TASK DIRECTIONS
Copy the lines of every item below without changing anything.

INFORMATION SUPPLIED
┄┄┄┄┄┄┄┄┄┄┄┄┄┄┄┄┄┄┄┄

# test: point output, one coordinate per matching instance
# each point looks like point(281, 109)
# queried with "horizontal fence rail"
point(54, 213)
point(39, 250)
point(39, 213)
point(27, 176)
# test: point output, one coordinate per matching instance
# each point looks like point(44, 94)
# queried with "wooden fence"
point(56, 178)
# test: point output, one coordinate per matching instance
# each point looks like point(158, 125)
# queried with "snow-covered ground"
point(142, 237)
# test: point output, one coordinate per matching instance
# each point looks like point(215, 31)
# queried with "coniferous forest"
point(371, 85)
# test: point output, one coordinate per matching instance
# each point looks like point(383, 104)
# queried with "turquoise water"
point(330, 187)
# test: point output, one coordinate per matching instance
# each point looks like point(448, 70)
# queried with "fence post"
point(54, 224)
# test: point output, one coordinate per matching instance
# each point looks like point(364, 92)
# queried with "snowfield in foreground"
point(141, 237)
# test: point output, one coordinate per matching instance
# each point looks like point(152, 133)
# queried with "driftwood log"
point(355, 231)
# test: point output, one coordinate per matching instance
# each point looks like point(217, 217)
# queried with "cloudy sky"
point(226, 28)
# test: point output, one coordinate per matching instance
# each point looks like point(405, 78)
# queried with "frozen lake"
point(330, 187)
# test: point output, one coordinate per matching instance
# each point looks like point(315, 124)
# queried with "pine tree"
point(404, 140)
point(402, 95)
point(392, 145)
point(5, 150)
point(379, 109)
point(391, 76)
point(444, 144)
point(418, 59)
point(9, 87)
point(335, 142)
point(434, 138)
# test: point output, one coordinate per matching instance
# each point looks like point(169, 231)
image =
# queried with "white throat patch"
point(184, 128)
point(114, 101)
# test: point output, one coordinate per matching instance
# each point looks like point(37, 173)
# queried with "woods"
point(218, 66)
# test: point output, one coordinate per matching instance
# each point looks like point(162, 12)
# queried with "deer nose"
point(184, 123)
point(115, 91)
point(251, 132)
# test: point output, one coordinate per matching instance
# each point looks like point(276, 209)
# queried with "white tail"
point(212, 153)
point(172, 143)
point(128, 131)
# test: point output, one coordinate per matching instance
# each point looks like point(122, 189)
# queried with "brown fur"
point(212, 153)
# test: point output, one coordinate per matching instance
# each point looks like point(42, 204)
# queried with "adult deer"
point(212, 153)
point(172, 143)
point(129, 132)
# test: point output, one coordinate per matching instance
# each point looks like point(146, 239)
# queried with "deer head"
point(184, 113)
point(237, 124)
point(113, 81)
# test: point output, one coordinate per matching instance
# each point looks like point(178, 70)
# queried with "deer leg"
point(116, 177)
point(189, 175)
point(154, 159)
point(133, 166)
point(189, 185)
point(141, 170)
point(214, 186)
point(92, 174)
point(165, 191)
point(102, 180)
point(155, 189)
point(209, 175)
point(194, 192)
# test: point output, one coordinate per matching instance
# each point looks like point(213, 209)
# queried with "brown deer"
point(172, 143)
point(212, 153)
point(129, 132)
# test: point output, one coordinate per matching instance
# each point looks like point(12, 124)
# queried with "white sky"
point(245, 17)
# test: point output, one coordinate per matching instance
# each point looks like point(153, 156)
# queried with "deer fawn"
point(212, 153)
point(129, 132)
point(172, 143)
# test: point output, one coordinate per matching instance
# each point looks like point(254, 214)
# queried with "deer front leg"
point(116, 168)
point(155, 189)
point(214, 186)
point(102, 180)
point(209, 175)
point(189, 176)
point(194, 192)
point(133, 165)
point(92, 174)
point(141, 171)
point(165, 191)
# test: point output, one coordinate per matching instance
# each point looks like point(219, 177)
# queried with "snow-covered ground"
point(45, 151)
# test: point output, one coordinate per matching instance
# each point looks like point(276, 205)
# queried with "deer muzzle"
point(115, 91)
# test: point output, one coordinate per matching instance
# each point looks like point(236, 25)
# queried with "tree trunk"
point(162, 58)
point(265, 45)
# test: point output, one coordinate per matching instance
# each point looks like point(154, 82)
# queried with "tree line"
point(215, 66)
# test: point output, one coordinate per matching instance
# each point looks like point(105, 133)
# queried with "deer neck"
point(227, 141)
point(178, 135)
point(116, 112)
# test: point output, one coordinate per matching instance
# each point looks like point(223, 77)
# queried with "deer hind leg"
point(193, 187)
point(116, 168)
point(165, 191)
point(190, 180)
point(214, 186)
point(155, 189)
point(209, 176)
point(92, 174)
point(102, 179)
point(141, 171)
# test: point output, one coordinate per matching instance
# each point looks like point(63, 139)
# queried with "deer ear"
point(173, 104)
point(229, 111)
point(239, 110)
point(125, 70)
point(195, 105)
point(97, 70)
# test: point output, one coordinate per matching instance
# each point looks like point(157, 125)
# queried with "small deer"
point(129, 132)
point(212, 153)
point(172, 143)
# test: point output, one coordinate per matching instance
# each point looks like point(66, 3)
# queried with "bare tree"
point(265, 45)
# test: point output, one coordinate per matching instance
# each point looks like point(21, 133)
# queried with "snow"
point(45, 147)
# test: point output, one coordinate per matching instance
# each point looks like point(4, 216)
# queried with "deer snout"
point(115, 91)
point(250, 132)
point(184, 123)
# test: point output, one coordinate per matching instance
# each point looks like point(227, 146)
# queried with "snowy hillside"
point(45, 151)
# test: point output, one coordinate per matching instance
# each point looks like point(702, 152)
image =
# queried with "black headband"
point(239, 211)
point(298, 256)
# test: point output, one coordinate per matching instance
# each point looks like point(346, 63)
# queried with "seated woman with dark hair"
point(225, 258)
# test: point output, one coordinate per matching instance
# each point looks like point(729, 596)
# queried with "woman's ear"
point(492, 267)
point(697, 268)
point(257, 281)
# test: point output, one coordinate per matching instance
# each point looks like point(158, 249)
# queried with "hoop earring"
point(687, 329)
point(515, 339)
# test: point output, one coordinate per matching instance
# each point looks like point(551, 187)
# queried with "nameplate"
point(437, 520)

┄┄┄┄┄┄┄┄┄┄┄┄┄┄┄┄┄┄┄┄

FINAL ANSWER
# test: point output, one coordinate per matching instance
# each point looks like point(281, 109)
# queried with "horizontal fence rail"
point(54, 213)
point(39, 250)
point(39, 213)
point(27, 176)
# test: point output, one coordinate per matching instance
# each point looks like point(44, 94)
# queried with "wooden fence"
point(56, 178)
# test: point output, one coordinate per matching instance
# each point looks like point(158, 125)
# queried with "snow-covered ground"
point(142, 237)
# test: point output, one coordinate per matching instance
# each point looks like point(215, 31)
# queried with "coniferous forest"
point(371, 85)
# test: point output, one coordinate per matching instance
# each point looks like point(383, 104)
# queried with "turquoise water"
point(330, 187)
# test: point output, one coordinate per matching instance
# each point looks like point(448, 70)
# queried with "fence post"
point(54, 224)
# test: point output, one coordinate per matching instance
# each point looks like point(364, 92)
# queried with "snowfield in foreground"
point(141, 237)
# test: point output, one coordinate per matching instance
# each point looks like point(152, 133)
# queried with "driftwood log"
point(355, 231)
# test: point output, one coordinate per matching instance
# each point looks like point(217, 217)
# queried with "cloudy sky"
point(226, 28)
# test: point output, one coordinate per matching instance
# each point looks like point(405, 78)
# queried with "frozen lake"
point(330, 187)
# test: point output, one coordinate per matching instance
# each point looks like point(315, 124)
# queried with "pine tree"
point(404, 140)
point(402, 95)
point(392, 145)
point(5, 150)
point(379, 109)
point(391, 76)
point(444, 144)
point(418, 59)
point(9, 87)
point(335, 142)
point(434, 138)
# test: point output, one coordinate per matching instance
# each point looks like point(169, 231)
image =
# queried with "white throat patch"
point(184, 128)
point(114, 101)
# test: point output, one coordinate per matching instance
# each point looks like point(37, 173)
# queried with "woods"
point(218, 66)
# test: point output, one coordinate per matching instance
# each point looks like point(162, 12)
# queried with "deer nose"
point(184, 123)
point(115, 91)
point(251, 132)
# test: point output, one coordinate per matching instance
# each point looks like point(276, 209)
# queried with "white tail"
point(212, 153)
point(172, 143)
point(128, 131)
# test: point output, one coordinate per matching instance
# each point looks like point(122, 189)
# queried with "brown fur"
point(212, 153)
# test: point output, one coordinate per matching instance
# each point looks like point(42, 204)
# queried with "adult deer"
point(212, 153)
point(172, 143)
point(129, 132)
# test: point output, one coordinate per matching instance
# each point looks like point(146, 239)
# queried with "deer head"
point(184, 113)
point(237, 124)
point(113, 81)
# test: point output, one coordinate per matching instance
# each point looks like point(178, 70)
# queried with "deer leg"
point(116, 177)
point(189, 175)
point(154, 159)
point(133, 166)
point(189, 185)
point(141, 170)
point(214, 186)
point(92, 174)
point(165, 191)
point(102, 180)
point(155, 189)
point(209, 175)
point(194, 192)
# test: point output, one coordinate per matching instance
# each point looks like point(213, 209)
# queried with "brown deer"
point(172, 143)
point(212, 153)
point(129, 132)
# test: point output, one coordinate per matching instance
# each point looks like point(12, 124)
# queried with "white sky"
point(245, 17)
# test: point output, one coordinate per matching instance
# each point looks like point(153, 156)
# queried with "deer fawn"
point(212, 153)
point(129, 132)
point(172, 143)
# test: point output, one coordinate per matching instance
# each point looks like point(254, 214)
# queried with "deer front leg"
point(116, 168)
point(155, 189)
point(214, 186)
point(102, 180)
point(209, 175)
point(189, 176)
point(194, 192)
point(133, 165)
point(92, 174)
point(141, 171)
point(165, 191)
# test: point output, one coordinate per matching instance
# each point looks like point(219, 177)
# queried with "snow-covered ground"
point(45, 151)
# test: point output, one coordinate per matching instance
# each point looks like point(276, 205)
# queried with "deer muzzle"
point(115, 91)
# test: point output, one coordinate per matching instance
# each point looks like point(236, 25)
# queried with "tree trunk"
point(162, 58)
point(265, 45)
# test: point output, one coordinate per matching instance
# each point looks like point(154, 82)
# queried with "tree line"
point(215, 66)
# test: point output, one coordinate per matching instance
# each point looks like point(105, 133)
# queried with "deer neck"
point(227, 141)
point(178, 135)
point(116, 112)
# test: point output, one coordinate per matching instance
# each point looks like point(223, 77)
# queried with "deer hind leg"
point(193, 187)
point(116, 168)
point(165, 191)
point(190, 180)
point(214, 186)
point(155, 189)
point(209, 176)
point(92, 174)
point(102, 179)
point(141, 171)
# test: point output, one coordinate per matching instance
# each point looks like point(63, 139)
# queried with "deer ear"
point(173, 104)
point(229, 111)
point(239, 110)
point(125, 70)
point(195, 105)
point(97, 70)
# test: point output, one coordinate per matching instance
# each point looks like point(157, 125)
# queried with "small deer"
point(129, 132)
point(212, 153)
point(172, 143)
# test: point output, one coordinate per matching instance
# each point looks like point(66, 3)
# queried with "bare tree"
point(265, 45)
# test: point output, one coordinate per matching instance
# each point looks like point(21, 133)
# queried with "snow"
point(45, 147)
# test: point output, one coordinate per matching instance
# each point looks like point(4, 216)
# queried with "deer snout"
point(115, 91)
point(250, 132)
point(184, 123)
# test: point output, one coordinate per matching instance
# each point looks like point(227, 146)
# queried with "snowy hillside"
point(45, 151)
# test: point output, one coordinate per matching instance
# each point looks like point(702, 152)
image =
# queried with "black headband"
point(239, 211)
point(298, 256)
# test: point output, one coordinate per matching instance
# each point looks like point(346, 63)
# queried with "seated woman with dark hair"
point(225, 258)
# test: point output, one coordinate per matching instance
# each point looks like point(729, 596)
# queried with "woman's ear"
point(492, 267)
point(697, 268)
point(257, 281)
# test: point output, one coordinate per matching instance
# each point looks like point(158, 249)
# queried with "hoop earring"
point(687, 329)
point(515, 339)
# test: point output, one coordinate per matching instance
# each point looks like point(551, 187)
# queried with "nameplate"
point(437, 520)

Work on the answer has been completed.